§ Collected data:
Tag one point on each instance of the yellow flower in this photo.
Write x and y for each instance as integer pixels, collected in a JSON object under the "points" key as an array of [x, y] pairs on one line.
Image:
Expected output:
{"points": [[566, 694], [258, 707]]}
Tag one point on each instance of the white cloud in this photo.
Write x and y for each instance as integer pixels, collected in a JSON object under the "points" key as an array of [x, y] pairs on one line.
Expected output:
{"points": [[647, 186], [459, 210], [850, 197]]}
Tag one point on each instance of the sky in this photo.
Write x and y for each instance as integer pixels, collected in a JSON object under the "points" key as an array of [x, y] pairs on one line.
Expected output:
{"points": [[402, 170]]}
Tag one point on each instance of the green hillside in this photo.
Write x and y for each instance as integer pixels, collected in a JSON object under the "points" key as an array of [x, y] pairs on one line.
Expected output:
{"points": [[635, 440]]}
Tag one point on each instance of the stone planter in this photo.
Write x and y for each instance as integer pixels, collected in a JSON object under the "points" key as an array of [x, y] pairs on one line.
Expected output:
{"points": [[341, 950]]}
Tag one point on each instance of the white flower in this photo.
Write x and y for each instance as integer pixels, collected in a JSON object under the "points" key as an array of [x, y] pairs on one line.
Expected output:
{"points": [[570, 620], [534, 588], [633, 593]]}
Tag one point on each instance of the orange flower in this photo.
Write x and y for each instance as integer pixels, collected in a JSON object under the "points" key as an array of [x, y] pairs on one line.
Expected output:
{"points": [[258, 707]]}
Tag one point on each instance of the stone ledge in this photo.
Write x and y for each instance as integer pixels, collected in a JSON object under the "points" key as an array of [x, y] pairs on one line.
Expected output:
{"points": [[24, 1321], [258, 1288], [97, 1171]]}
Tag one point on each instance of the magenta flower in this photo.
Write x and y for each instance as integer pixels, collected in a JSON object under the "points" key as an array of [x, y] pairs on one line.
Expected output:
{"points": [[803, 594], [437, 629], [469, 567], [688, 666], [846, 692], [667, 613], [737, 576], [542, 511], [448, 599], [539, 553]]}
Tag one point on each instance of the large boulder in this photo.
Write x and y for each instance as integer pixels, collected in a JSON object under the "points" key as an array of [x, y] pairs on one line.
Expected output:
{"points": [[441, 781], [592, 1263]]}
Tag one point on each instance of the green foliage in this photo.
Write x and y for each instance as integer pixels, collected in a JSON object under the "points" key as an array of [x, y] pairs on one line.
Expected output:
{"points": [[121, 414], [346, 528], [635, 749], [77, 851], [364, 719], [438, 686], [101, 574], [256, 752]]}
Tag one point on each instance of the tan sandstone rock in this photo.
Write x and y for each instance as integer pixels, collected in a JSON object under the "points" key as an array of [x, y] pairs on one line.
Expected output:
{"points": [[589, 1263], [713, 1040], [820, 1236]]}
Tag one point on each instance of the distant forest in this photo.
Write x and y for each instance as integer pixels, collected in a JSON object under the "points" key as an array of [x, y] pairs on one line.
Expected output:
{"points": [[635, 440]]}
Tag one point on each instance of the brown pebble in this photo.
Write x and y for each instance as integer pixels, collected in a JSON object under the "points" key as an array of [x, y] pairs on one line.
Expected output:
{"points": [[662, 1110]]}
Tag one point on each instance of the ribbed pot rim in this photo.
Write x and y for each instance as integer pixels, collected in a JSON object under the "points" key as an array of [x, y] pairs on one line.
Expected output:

§ INSTRUCTIONS FOR THE TASK: Write out every entry word for word.

§ THE OUTPUT:
Tag one point on each instance of the yellow flower in this photo.
Write x and y for each instance as integer pixels, collected in a JSON object under the "points" key as an array of [x, y] pairs on one line.
Image:
Expected output:
{"points": [[566, 694], [258, 707]]}
Tag one point on each instance of the white cloud in this photo.
Write x and y for each instance as integer pixels, collected in a JSON object under the "points" key as an array of [x, y] pairs on one line.
Expected output:
{"points": [[647, 186], [459, 210], [850, 197]]}
Tag one point on each instance of the sky in this photo.
Write x and y for each instance as integer pixels, collected in a JSON object under the "points" key as an array of [x, y] pairs on one line.
Expected output:
{"points": [[402, 170]]}
Tag one point on each instance of the green hillside in this photo.
Write x and y for each instance as integer pixels, collected in a JSON object under the "points" key as an array of [x, y] pairs on one line.
Expected output:
{"points": [[635, 440]]}
Tag one point on each instance of the stone planter in this photo.
Write x and y for each instance as integer pixels, collected in a JSON object under the "points" key as an array of [x, y] pairs on one line.
Expected output:
{"points": [[341, 950]]}
Tag one point on each instance of the white flower in this photo.
Write x and y for each instance as integer pixels, collected in a JSON object under the "points" key as an array of [x, y] pairs on one line.
Expected output:
{"points": [[570, 620], [534, 588], [633, 593]]}
Tag one point on each instance of the orange flower in this photo.
Write x and y for each instance as integer pixels, collected in a JSON object under the "points" key as an array of [x, y] pairs on one line.
Expected output:
{"points": [[258, 707]]}
Tag one point on each instance of the stone ledge in this photo.
Write x and y for each instance as integer pixels, collected in a JSON object under the "points" key as an array of [x, y] pairs on one line.
Expected output:
{"points": [[24, 1321], [258, 1288], [97, 1171]]}
Tag one point on each instance of the magenta flower in this photo.
Write x and y for each instance as integer pixels, collected in a JSON object under the "points" key as an array of [x, y] pairs on one line.
Expected output:
{"points": [[803, 594], [437, 629], [469, 567], [688, 666], [846, 692], [667, 613], [737, 576], [542, 511], [448, 599], [539, 553]]}
Tag one point on each instance of the large boulder in this photo.
Write x and y for each instance as integer pixels, collected in a JSON object under the "points" key as an array of [x, y] pairs on one line.
Expected output:
{"points": [[441, 781], [592, 1263]]}
Tag one point on each instance of the green foliage in this photo.
Write x and y for each instance as integer pixels, collected in a JSON object under the "points" key as an array of [x, y] pairs on one line.
Expected output:
{"points": [[121, 414], [346, 528], [635, 749], [77, 851], [364, 719], [438, 686], [101, 574], [256, 752]]}
Tag one point on each instance of the tan sandstone rock in this photo.
Write x and y for each instance as integer pixels, collected in a JSON object under the "points" key as an array of [x, y] pairs on one line.
Expected output:
{"points": [[589, 1263], [713, 1040], [820, 1236]]}
Tag one point on each instance of the distant forest in this photo.
Write x and y for each instance as integer pixels, collected in a JSON object under the "points" key as an array of [x, y] pairs on one line.
Expected output:
{"points": [[635, 440]]}
Tag one point on each instance of the brown pebble in this photo.
Write x and y for each instance as integer pixels, collected in a JSON object under the "points" key as an array of [x, y] pairs on one line.
Expected output:
{"points": [[662, 1110]]}
Tag one point on each instance of the ribbed pot rim in this photo.
Write x and y for each instance as integer pixels, collected in a JSON object under the "points" key as an array of [x, y] pairs on one line.
Expected output:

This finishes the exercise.